++++ EXCERPTED DATA ++++

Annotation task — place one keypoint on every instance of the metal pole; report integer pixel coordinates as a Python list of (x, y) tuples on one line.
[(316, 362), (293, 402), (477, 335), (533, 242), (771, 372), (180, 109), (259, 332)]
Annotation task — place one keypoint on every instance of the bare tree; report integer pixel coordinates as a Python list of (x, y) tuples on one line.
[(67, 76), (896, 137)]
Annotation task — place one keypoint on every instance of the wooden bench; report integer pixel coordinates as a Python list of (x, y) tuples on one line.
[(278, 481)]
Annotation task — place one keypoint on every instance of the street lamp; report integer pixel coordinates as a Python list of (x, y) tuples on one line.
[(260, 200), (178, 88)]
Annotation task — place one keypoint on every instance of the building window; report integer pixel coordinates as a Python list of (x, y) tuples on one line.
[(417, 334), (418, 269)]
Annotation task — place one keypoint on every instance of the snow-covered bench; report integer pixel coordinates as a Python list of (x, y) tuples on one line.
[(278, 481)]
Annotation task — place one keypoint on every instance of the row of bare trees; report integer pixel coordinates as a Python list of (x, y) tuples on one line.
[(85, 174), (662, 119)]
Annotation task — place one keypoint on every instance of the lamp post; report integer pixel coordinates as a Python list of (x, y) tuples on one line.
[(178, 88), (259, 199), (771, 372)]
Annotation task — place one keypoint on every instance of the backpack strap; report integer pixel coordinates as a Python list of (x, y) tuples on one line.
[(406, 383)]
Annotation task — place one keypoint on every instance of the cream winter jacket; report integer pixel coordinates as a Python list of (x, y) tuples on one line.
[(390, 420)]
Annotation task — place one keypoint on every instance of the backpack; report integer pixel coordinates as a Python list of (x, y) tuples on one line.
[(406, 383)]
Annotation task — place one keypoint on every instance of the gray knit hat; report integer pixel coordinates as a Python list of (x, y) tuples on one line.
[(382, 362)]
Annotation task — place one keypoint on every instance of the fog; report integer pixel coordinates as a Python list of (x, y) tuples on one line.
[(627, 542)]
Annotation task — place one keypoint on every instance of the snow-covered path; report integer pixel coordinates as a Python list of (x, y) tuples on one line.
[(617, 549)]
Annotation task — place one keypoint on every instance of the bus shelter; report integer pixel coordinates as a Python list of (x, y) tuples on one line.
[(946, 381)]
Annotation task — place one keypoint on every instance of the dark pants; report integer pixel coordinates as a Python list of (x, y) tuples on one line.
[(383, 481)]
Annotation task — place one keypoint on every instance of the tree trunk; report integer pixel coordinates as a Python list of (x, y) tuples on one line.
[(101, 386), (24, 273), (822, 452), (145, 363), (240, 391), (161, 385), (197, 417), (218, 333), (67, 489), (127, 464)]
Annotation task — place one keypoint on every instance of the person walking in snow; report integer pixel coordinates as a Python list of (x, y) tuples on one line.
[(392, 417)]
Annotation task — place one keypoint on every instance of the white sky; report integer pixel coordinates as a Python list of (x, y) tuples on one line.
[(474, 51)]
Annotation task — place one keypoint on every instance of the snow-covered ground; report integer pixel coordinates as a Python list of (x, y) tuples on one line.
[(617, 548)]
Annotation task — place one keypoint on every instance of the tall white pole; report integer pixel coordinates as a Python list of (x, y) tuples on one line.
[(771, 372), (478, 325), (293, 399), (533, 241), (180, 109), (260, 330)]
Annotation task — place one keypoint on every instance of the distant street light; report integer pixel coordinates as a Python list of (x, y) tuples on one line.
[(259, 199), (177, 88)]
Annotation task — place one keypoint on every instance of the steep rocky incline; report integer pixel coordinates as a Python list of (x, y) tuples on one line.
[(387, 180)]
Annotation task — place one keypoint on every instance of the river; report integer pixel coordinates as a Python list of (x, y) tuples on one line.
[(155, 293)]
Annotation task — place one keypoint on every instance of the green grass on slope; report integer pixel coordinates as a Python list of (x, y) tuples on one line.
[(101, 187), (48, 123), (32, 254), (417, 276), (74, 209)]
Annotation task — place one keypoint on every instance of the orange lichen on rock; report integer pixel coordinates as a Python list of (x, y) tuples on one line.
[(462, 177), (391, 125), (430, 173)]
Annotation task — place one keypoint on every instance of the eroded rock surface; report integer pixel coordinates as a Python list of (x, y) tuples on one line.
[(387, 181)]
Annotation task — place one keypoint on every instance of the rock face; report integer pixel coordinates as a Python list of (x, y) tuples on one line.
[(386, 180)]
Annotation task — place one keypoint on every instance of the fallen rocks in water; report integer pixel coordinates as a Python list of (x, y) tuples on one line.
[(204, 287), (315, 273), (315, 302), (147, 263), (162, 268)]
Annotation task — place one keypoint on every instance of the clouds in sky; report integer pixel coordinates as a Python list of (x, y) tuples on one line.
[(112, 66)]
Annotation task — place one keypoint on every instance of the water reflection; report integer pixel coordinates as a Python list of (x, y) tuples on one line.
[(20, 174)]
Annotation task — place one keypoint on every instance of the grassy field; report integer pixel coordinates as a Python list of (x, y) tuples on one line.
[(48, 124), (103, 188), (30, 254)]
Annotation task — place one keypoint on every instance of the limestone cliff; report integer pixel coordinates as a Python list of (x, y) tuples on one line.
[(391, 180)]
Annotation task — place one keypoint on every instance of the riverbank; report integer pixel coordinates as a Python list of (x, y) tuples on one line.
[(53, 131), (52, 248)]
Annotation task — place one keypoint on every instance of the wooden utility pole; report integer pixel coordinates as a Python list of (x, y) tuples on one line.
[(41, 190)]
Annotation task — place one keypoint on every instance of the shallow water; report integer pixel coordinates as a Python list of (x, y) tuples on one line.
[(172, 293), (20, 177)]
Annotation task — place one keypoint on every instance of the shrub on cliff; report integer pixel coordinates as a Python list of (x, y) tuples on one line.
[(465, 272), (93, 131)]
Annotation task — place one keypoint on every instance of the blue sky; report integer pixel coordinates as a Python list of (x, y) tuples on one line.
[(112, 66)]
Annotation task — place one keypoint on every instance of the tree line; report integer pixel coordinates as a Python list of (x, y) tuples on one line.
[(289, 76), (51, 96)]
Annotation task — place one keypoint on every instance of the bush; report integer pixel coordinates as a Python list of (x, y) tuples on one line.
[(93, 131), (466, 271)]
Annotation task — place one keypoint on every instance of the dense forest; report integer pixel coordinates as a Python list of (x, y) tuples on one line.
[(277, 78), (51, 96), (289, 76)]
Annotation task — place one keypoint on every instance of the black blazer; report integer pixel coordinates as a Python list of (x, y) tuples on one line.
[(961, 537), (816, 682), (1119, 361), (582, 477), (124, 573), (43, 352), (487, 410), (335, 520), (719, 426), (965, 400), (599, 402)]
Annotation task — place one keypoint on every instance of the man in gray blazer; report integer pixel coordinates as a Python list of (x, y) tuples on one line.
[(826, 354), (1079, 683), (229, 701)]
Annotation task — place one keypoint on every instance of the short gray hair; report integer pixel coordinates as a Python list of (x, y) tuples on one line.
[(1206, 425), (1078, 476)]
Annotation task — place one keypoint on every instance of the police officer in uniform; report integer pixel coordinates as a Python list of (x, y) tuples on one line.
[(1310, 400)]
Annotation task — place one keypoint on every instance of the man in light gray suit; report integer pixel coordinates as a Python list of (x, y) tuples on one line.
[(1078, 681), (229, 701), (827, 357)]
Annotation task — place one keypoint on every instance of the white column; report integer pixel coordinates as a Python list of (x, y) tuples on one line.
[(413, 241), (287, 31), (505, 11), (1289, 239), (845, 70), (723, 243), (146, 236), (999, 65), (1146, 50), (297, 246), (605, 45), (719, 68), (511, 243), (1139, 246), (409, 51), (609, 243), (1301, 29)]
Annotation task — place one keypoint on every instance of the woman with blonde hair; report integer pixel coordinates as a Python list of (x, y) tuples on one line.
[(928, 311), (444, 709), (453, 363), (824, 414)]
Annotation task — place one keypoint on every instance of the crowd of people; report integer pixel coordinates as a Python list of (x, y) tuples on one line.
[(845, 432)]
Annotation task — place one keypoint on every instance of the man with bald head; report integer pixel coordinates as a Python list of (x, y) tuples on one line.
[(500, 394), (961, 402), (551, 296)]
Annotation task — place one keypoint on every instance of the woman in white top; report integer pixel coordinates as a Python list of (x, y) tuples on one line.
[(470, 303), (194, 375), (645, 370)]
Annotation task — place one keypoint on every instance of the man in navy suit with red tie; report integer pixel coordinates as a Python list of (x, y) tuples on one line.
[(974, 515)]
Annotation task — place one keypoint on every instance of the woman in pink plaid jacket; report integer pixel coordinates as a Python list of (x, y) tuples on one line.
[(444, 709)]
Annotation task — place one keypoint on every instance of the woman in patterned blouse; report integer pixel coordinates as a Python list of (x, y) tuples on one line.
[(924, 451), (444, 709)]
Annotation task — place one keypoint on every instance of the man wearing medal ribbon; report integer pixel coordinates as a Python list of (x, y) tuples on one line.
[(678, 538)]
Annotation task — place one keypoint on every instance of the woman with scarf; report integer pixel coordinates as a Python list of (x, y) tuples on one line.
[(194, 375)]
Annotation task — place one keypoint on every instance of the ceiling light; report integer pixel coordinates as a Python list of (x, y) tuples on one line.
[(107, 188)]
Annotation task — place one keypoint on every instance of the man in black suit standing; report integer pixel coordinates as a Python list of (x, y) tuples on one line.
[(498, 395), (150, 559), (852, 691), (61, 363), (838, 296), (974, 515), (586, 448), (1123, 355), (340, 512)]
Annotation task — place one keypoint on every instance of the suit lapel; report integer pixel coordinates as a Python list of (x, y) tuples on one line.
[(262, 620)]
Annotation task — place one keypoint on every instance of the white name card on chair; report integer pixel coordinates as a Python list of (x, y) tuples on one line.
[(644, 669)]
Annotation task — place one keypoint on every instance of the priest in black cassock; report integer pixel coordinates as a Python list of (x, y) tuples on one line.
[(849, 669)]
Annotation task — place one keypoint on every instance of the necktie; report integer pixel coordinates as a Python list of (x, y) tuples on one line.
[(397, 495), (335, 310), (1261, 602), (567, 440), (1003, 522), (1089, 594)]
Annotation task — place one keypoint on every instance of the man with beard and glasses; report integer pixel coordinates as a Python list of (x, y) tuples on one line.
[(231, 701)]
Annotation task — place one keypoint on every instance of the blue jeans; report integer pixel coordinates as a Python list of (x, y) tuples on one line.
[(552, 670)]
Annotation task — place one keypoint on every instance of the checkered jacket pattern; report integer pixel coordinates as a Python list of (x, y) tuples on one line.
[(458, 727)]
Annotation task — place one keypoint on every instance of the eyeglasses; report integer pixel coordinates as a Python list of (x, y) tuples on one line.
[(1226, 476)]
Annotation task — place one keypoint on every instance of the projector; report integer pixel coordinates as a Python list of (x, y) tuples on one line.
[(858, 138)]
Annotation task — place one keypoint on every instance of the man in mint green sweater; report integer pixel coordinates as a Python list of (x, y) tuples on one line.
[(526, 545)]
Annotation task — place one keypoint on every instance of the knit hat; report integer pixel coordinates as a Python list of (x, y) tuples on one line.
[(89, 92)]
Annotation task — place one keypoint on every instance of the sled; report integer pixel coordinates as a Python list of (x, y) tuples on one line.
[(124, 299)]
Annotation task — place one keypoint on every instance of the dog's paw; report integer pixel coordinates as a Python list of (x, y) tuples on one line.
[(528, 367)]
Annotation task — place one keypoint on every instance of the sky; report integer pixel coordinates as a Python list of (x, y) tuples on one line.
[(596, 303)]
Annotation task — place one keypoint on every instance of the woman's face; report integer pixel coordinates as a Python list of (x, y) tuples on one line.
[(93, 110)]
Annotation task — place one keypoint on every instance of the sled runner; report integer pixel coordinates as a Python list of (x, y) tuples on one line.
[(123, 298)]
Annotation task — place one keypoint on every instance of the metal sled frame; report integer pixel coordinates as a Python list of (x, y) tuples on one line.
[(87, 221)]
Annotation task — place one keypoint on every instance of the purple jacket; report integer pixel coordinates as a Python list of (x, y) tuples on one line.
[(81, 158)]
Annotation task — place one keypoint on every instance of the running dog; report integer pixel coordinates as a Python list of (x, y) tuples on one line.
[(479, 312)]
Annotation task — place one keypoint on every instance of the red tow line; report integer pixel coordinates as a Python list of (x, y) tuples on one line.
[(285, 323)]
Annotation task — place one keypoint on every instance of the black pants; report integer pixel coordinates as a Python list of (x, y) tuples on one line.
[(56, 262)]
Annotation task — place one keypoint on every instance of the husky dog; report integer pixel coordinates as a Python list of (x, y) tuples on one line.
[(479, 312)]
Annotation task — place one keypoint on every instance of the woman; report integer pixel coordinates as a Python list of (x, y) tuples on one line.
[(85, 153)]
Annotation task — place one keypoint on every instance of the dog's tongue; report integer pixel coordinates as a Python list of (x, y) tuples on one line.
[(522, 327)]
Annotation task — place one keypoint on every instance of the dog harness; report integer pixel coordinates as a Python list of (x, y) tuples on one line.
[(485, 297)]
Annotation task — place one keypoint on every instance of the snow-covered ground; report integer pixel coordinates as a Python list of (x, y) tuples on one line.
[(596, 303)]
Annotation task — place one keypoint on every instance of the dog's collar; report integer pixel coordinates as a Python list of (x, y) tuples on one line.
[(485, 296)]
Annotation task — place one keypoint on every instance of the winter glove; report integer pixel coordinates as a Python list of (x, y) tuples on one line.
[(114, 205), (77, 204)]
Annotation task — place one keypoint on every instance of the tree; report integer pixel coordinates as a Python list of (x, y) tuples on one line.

++++

Rewrite everything in the listing from the line containing "of the shallow" down to the line containing "[(465, 272), (93, 131)]", putting "bush on cliff" in place of "shrub on cliff" and leaving everything else the same.

- **WRITTEN ANSWER**:
Annotation task — place one keypoint on every instance of the shallow water; report integer pixel coordinates as a Python list of (x, y) tuples on one line.
[(172, 293), (20, 177)]
Annotation task — place one keypoint on every instance of the bush on cliff; report integer pixel coordinates as a Python list of (x, y) tuples on one line.
[(465, 272), (93, 131)]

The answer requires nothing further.